▶ _EXERCISE DETAILS_:
Nothing in the data below may be left out; return all of it exactly.
══════════════════════════════
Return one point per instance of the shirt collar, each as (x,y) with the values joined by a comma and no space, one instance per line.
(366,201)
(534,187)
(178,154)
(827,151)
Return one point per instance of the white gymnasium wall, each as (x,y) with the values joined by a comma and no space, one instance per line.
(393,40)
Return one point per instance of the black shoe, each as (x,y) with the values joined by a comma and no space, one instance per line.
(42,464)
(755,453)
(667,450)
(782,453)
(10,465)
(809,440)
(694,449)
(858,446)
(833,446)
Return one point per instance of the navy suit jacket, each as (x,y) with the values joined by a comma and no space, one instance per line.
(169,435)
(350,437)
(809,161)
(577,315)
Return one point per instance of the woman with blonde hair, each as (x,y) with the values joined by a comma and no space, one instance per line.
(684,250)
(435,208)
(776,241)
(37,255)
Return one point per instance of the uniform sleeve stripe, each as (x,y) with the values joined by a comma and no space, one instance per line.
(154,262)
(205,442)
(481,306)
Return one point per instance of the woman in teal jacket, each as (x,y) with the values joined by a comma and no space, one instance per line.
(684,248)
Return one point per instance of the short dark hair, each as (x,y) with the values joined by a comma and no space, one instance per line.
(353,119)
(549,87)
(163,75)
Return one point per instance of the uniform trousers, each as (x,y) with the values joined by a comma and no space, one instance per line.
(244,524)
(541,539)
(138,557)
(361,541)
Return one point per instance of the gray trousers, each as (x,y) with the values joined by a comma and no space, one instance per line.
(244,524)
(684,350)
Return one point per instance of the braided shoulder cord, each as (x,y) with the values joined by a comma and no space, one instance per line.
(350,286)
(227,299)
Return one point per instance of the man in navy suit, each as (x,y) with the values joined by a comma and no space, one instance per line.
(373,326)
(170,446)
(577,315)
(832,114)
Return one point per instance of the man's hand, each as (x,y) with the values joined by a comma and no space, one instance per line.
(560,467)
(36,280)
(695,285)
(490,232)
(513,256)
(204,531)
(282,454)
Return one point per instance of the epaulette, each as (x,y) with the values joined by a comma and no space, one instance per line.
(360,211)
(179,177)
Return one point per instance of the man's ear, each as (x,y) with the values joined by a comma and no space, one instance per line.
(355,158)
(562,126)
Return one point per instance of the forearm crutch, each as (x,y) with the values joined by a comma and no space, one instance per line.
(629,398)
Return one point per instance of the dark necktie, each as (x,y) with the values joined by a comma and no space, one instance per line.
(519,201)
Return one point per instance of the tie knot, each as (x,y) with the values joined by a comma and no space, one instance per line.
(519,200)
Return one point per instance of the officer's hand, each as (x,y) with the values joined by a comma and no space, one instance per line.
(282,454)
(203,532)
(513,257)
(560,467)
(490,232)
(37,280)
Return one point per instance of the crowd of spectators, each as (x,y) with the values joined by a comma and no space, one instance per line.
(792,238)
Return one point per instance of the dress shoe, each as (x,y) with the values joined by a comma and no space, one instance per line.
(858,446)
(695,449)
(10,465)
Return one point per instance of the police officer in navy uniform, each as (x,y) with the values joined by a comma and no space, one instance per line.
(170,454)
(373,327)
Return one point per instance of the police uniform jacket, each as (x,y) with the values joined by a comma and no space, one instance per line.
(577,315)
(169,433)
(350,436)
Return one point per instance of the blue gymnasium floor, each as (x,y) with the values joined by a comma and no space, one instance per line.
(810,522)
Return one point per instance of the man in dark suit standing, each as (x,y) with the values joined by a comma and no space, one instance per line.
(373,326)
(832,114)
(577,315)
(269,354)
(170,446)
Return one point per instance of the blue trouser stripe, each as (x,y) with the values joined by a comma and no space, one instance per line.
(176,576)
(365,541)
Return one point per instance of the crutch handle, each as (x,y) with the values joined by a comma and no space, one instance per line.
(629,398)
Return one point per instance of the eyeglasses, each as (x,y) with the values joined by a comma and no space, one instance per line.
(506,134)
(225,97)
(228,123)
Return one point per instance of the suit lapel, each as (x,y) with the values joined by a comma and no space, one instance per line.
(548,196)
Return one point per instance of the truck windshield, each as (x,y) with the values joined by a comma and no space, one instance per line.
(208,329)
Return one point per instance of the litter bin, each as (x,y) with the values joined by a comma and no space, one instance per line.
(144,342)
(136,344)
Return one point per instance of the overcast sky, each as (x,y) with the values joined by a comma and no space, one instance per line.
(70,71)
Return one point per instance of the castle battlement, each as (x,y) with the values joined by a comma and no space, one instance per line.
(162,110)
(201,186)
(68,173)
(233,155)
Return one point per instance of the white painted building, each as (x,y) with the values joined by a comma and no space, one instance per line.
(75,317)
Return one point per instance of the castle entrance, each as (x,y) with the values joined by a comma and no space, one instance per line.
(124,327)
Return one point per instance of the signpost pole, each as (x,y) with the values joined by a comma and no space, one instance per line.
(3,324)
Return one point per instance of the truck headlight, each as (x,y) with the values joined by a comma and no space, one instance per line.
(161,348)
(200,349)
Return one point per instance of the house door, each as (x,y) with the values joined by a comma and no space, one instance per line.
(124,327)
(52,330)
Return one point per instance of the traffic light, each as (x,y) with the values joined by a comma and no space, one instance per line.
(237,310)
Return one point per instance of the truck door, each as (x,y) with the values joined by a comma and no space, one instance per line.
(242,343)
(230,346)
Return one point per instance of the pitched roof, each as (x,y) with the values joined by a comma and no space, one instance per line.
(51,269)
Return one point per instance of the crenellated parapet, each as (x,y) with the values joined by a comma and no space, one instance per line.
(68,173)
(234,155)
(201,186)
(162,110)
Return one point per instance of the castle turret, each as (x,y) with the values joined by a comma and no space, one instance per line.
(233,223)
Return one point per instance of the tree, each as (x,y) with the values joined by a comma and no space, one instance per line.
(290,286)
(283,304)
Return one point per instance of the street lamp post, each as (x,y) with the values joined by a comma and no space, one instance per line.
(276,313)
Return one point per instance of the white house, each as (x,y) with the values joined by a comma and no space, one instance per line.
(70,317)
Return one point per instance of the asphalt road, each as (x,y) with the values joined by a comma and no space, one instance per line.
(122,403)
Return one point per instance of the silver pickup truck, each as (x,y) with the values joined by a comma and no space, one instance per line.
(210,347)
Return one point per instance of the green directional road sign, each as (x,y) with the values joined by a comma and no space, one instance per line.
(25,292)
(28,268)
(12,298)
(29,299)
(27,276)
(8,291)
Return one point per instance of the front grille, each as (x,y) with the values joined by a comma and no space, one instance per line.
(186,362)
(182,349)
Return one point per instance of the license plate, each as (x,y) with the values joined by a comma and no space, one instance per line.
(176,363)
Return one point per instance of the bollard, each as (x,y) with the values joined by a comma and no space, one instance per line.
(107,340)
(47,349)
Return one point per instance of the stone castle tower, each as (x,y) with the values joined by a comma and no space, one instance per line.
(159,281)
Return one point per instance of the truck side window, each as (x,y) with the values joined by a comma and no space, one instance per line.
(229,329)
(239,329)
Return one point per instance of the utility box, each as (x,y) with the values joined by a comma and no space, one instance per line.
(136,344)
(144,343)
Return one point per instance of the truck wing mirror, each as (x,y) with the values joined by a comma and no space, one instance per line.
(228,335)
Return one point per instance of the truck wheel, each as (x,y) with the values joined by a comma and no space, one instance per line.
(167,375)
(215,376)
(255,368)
══════════════════════════════
▶ _EXERCISE SOLUTION_:
Return one point per instance of the shirt collar, each as (x,y) with the values joined by a comma and no space, one instance per line.
(366,201)
(534,187)
(178,154)
(827,151)
Return one point per instance of the white gymnasium wall, each as (x,y) with the values joined by a comma and no space, one instance per line.
(393,40)
Return one point per instance of the black shoe, each as (x,y) with the values joined by a comma and no space, one instance per line.
(42,464)
(755,453)
(667,450)
(782,453)
(10,465)
(809,440)
(694,449)
(858,446)
(833,446)
Return one point per instance of the navy suit jacket, each as (x,y) with the values joined by a comma and no space, one instance per line.
(169,435)
(350,437)
(809,161)
(577,315)
Return one point per instance of the woman with blonde hair, each as (x,y) with the values joined by a comma and no space, one instance per line.
(684,250)
(435,208)
(776,241)
(37,255)
Return one point per instance of the uniform sleeve stripe, each as (x,y) with the values joined by a comma and no space, one instance per line.
(154,262)
(205,442)
(481,306)
Return one point per instance of the woman in teal jacket, each as (x,y) with the values joined by a comma and no space, one instance per line.
(684,248)
Return one point per instance of the short dark hair, each as (x,y) with the values joined by a comma and no space, one instance per line.
(353,119)
(549,87)
(163,75)
Return one point per instance of the uniform trousers, each as (x,y) with the values joined by a comma and no space, one instance per line.
(244,524)
(541,539)
(138,557)
(361,541)
Return one point per instance of the gray trousers, each as (x,y) with the values joined by a comma and no space, one instance per line.
(244,524)
(684,350)
Return one point per instance of the braided shoulder cord, each as (x,y) with the values joined by a comma and no space, one instance per line.
(350,286)
(227,299)
Return one point per instance of the man in navy suit, each as (x,y) with the values joined by a comma and no space, one instance per line.
(373,326)
(170,446)
(577,315)
(832,114)
Return one point per instance of the man's hand, each as (x,y) with the values joined by a comma and no space, one instance per line.
(560,467)
(36,280)
(695,285)
(490,232)
(513,256)
(204,531)
(282,454)
Return one point per instance of the epaulette, each as (x,y) with the values joined by a comma and no space, one instance per line.
(360,211)
(179,177)
Return one point per instance of the man's ear, each as (x,y) with the values joined by a comma and no space, one instance per line.
(355,158)
(562,126)
Return one point per instance of the forearm crutch, each as (x,y) with the values joined by a comma and no space, one instance per line.
(629,398)
Return one point per instance of the dark necktie, each as (x,y) with the values joined by a comma and no space, one instance per line.
(519,201)
Return one point per instance of the tie knot, each as (x,y) with the values joined by a comma and no space, one instance per line.
(519,200)
Return one point per instance of the officer's hand, each as (x,y) with the values joined by a comma and no space, one instance per line.
(282,454)
(203,532)
(513,257)
(560,467)
(490,232)
(37,280)
Return one point per instance of the crowd of spectators, each as (x,y) with the values joined by a comma and no space, one instance per line.
(792,238)
Return one point per instance of the dress shoe, each as (x,y) with the values joined by a comma and no space, one instance per line.
(858,446)
(695,449)
(10,465)
Return one point per instance of the police officer in navy uniform, each as (x,y) with the values joined by a comma and no space, one instance per line.
(170,454)
(373,327)
Return one point per instance of the police uniform jacket, each as (x,y) with the values joined by a comma and no space, one instance per line.
(577,315)
(169,433)
(350,436)
Return one point per instance of the blue gymnasium floor, each as (x,y) with the values joined by a comma and no space, one instance per line.
(810,522)
Return one point per instance of the man in dark suit standing, each as (x,y) with the values joined by a comma and no space, one instance per line.
(373,326)
(832,114)
(577,315)
(269,354)
(170,446)
Return one point per instance of the blue trouser stripe, each as (x,y) with the values joined by a comma and no space, one instance per line.
(176,576)
(365,541)
Return one point per instance of the crutch handle, each as (x,y) with the values joined by a comma and no space, one instance per line.
(629,398)
Return one point per instance of the eyeglasses, each as (x,y) with the values joined by a comma and no space, one instance per line.
(506,134)
(225,97)
(228,123)
Return one point per instance of the suit lapel, each as (x,y) with the values joined by a comma and no space, one instance per line.
(548,196)
Return one point per instance of the truck windshield, each as (x,y) with the values joined by a comma and no space, one instance per line.
(208,329)
Return one point per instance of the litter bin, each as (x,y) with the values joined by a comma and no space, one instance per line.
(144,342)
(136,344)
Return one point per instance of the overcast sky, each as (x,y) with the values joined by a comma and no space, one instance per line.
(70,71)
Return one point per instance of the castle battlement, each as (x,y) with the values joined by a comma and no space, one instance per line.
(162,110)
(201,186)
(68,173)
(233,155)
Return one point per instance of the white painted building, each as (x,y) with the values joined by a comma and no space, one instance per line.
(75,317)
Return one point per instance of the castle entrance, each as (x,y) with the values joined by a comma and no space, one instance per line.
(124,327)
Return one point per instance of the signpost pole, each as (x,y) with the values joined by a comma and no space, one instance per line.
(3,324)
Return one point per instance of the truck headlight, each as (x,y) with the values joined by a comma and no space, one instance per line.
(161,348)
(200,349)
Return one point per instance of the house door, each as (x,y) with the values joined by a comma and no space, one instance per line.
(124,327)
(52,330)
Return one point per instance of the traffic light, each as (x,y) with the values joined by a comma and no space, one instance per line.
(237,310)
Return one point per instance of the truck door, each as (x,y) with the values joined by a comma and no space, one instance per line.
(242,343)
(230,346)
Return one point per instance of the pitched roof, each as (x,y) with the values joined by a comma and no space, one instance per line.
(51,269)
Return one point per instance of the crenellated parapet, each as (x,y) with the values joined by a comma and no space, one instance per line.
(68,173)
(234,155)
(201,186)
(162,110)
Return one point per instance of the castle turret, each as (x,y) with the values joined by a comma and no space, one instance per line.
(233,223)
Return one point per instance of the tree, each as (x,y) with the values joined by a comma and no space, one instance per line.
(290,286)
(283,304)
Return one point per instance of the street lamp post, each as (x,y) with the values joined by a comma and no space, one instance per line.
(276,313)
Return one point per instance of the white house, each as (x,y) with the values joined by a comma and no space, one instance per line.
(70,317)
Return one point per instance of the asphalt road, each as (x,y) with the values joined by a comma and no space, one instance per line.
(122,403)
Return one point per instance of the silver pickup truck, each as (x,y) with the values joined by a comma and no space, one instance per line.
(210,347)
Return one point per instance of the green directional road sign, each as (x,y) with the values joined by a comma and no space, one instance per line.
(25,292)
(28,268)
(12,298)
(29,299)
(27,276)
(8,291)
Return one point per instance of the front grille, each as (x,y) with the values joined by a comma and no space, one instance per line.
(186,362)
(182,349)
Return one point per instance of the license plate, each as (x,y) with the values joined by a comma and no space, one instance per line.
(176,363)
Return one point per instance of the bollard, each as (x,y) with the values joined by a comma and no space, one instance per line.
(107,340)
(47,349)
Return one point per instance of the stone castle tower, each as (x,y) with the values joined by a comma and no space, one instance per line.
(159,281)
Return one point per instance of the truck side window, each as (x,y) with the values joined by a comma and no space, one instance per line.
(229,329)
(239,329)
Return one point per instance of the utility box, each as (x,y) with the values joined by a comma and no space, one instance per line.
(136,344)
(144,343)
Return one point per instance of the truck wing mirror, each as (x,y) with the values joined by a comma and no space, one instance per line.
(228,335)
Return one point per instance of the truck wheel, each as (x,y) with the values joined by a comma and no space, one instance per line.
(167,375)
(215,376)
(255,368)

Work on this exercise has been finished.